_Record extracts:_
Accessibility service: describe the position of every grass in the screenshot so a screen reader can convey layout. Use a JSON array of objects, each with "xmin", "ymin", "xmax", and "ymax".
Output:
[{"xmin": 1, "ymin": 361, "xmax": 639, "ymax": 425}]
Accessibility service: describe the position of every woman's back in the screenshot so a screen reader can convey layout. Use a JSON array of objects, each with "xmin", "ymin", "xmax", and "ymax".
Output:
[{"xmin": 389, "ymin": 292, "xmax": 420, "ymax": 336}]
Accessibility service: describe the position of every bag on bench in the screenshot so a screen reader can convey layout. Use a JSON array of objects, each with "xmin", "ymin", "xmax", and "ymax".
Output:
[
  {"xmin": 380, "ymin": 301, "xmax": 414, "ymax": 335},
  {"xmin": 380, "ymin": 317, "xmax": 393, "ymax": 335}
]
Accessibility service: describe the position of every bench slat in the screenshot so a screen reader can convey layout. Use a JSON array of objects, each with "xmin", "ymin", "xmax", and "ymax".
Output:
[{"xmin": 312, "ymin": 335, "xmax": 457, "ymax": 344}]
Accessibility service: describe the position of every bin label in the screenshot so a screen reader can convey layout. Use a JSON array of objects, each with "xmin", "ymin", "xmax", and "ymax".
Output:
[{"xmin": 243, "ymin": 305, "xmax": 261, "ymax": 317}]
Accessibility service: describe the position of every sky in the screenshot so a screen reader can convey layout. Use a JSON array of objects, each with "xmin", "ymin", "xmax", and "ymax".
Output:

_Assignment:_ An exact copy is required of each line from the one containing "Accessibility service: describe the position of every bin" through the last line of the material, and of no other line.

_Response area:_
Accessibility service: describe the position of every bin label in the screenshot so a screen reader can convey layout. Use a JSON array of objects, each with "xmin", "ymin", "xmax", and "ymax".
Output:
[{"xmin": 243, "ymin": 305, "xmax": 261, "ymax": 317}]
Accessibility service: describe the position of every sky in the screenshot so a screen reader can convey layout. Use a JSON array of objects, each with "xmin", "ymin", "xmax", and "ymax".
Output:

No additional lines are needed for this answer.